* _REQUIREMENTS_
a - In the Aston Martin review below, set down the passage that starts at the words "Aston Martin builds" and ends after the words "Italian's business case.", word for word.
b - Answer these questions using the Aston Martin review below:
(i) About how old does it say the company is?
(ii) What price does it give for the top spec Aston?
(iii) How big is the V-8 in the V8 Vantage?

* _DOCUMENT SECTION_

Aston Martin builds manly automobiles. From the way the doors thunk when closed to the heft of the steering, the front-engined British sportscars don't carry the same delicate, light feeling you experience in a Ferrari. We think this is a good thing. It's nice that Aston's recent success is a result of excellent design and engineering perfectly in line with the history of the near 100-year-old company, not a carbon copy of the Italian's business case.
In a comparison test between the 2008 Aston Martin DBS and 2008 Ferrari 599 GTB Fiorano in the July 2008 issue of Automobile Magazine, we gave the nod to the car from Maranello but the purity and gruffness of the English car left a lasting impression. But, at $266,350, the top spec Aston is a true exotic. The entry-level car, the V8 Vantage, is gorgeous and sounds fantastic but we've always felt let down by the lack of power provided by the Jaguar-derived 4.3-liter V-8. With the buzz from the DBS experience still fresh in our heads, we hopped on a plane to Germany for a drive in the tweaked for 2009 Aston Martin V8 Vantage.

[Location labeling records]
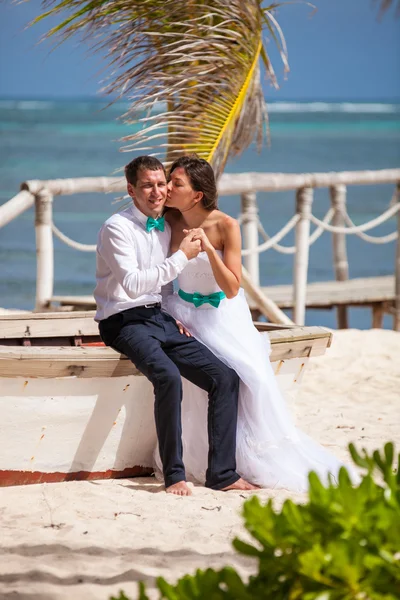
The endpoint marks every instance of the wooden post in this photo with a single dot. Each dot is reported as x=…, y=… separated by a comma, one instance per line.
x=396, y=324
x=341, y=265
x=44, y=249
x=250, y=235
x=304, y=198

* _WRITTEN RESPONSES_
a -
Aston Martin builds manly automobiles. From the way the doors thunk when closed to the heft of the steering, the front-engined British sportscars don't carry the same delicate, light feeling you experience in a Ferrari. We think this is a good thing. It's nice that Aston's recent success is a result of excellent design and engineering perfectly in line with the history of the near 100-year-old company, not a carbon copy of the Italian's business case.

b -
(i) Nearly 100 years old.
(ii) $266,350.
(iii) 4.3 liters.